### PAGE EXCERPT
------------------------------------------------------------

10 Reasons to Let Your Child Study Abroad

Has your high schooler come to you asking to take a year abroad? Or your undergrad, has she said she wanted to take time away from the quad and go to Qatar? And did you hold your breath?

I get it.

When I went to my parents at 21 and said I was taking a semester off of school to go to Kenya, and that I wouldn’t get any college credit for it, I think it took all the energy they could muster not to chain me to the nearest post. Asking my father about his reaction recently, he took a philosophical tone: He said, “Joni, honestly, there was nothing I could have done to stop you. But, boy, did I want to.”

Spoiler alert: I am alive and well. I didn’t get malaria, I didn’t lose a limb. Actually, my time abroad was one of the most important and beautiful periods in my life. I derive constant inspiration from my photographs, journals and memories of those months. It has been over 25 years since I studied abroad, and when people learn that I lived in Kenya, it is usually the thing about me they want to know more about.

Some of the 10 best reasons to let OR encourage your child to study abroad:

1. They will learn that whatever discomfort they feel or fear they have comes from within and is therefore something they can manage, if not overcome.

------------------------------------------------------------

### RECORDS SHOWN
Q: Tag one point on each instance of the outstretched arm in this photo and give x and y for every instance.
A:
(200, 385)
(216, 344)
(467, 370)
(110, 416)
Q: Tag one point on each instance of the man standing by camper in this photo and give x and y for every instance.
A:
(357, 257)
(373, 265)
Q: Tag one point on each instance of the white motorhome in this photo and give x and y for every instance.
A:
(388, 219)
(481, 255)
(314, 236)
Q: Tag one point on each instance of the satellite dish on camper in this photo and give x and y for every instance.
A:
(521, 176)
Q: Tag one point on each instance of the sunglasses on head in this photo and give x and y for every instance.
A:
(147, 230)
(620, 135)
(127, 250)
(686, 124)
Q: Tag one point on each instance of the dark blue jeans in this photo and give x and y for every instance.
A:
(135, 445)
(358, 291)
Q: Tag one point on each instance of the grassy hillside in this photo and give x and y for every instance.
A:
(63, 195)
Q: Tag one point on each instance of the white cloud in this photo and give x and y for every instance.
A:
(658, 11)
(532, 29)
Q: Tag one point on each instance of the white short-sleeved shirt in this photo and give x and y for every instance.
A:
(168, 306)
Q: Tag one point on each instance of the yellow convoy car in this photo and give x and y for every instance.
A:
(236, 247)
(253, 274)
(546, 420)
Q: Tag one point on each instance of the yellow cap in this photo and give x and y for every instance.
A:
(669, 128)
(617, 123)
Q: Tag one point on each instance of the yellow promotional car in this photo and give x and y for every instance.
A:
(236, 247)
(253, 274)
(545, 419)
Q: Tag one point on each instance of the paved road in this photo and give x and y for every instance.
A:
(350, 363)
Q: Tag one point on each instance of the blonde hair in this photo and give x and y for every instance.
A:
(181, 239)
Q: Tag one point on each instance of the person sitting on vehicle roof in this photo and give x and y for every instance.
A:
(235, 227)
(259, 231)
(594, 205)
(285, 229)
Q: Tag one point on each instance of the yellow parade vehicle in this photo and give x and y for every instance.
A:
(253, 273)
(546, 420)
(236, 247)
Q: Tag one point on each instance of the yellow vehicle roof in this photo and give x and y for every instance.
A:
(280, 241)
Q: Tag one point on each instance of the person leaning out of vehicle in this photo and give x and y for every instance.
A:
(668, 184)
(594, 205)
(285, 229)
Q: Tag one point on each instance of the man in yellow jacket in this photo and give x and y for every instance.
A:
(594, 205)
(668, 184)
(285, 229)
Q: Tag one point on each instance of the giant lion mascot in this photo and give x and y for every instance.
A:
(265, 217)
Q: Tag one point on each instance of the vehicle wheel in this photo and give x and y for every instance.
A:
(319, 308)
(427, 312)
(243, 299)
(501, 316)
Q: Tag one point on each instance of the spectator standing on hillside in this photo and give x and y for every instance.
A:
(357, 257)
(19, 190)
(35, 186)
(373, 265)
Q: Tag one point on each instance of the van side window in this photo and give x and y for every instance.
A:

------------------------------------------------------------

### EXERCISE 1
In the study-abroad article, how long ago did the writer study abroad?
### EXERCISE 2
Carry the study-abroad article forward from the end of its first numbered reason.

### ANSWER BOX 1
Over 25 years ago.

### ANSWER BOX 2
2. They will gain a perspective that is infinitely more global and more relevant than their peers who never leave the country.

3. Their education will be enhanced in both quantifiable and unquantifiable ways, not the least of which will be by experiencing and immersing another culture.

4. Their language skills will be enhanced if in a non-English speaking country, a tremendous benefit in our new global economy.

5. It is much harder to find a way to live abroad once one has a job, family, a mortgage.

6. Your child will have the best stories to tell, a greater sense of independence and of self-reliance.

7. You can visit them.

8. Yes, it will round out college apps and job resumes very nicely!

9. Maybe you wished you did it, and don’t want your child to have the same regrets.

10. They will remember their experience for the rest of their lives.

There are a hundred arguments against going: Cost. Distance. Potential danger. Risk of illness. Time lost at school, missed opportunities. But each of these arguments is easy to combat.

1. Cost: Do your research. There are grants and scholarships given by aid, faith, professional, community and academic organizations

2. Distance: Travel is involved, and distance can seem overwhelming. But it is that distance – from you, from friends, from the familiar – that creates the atmosphere of greatest benefit and discovery.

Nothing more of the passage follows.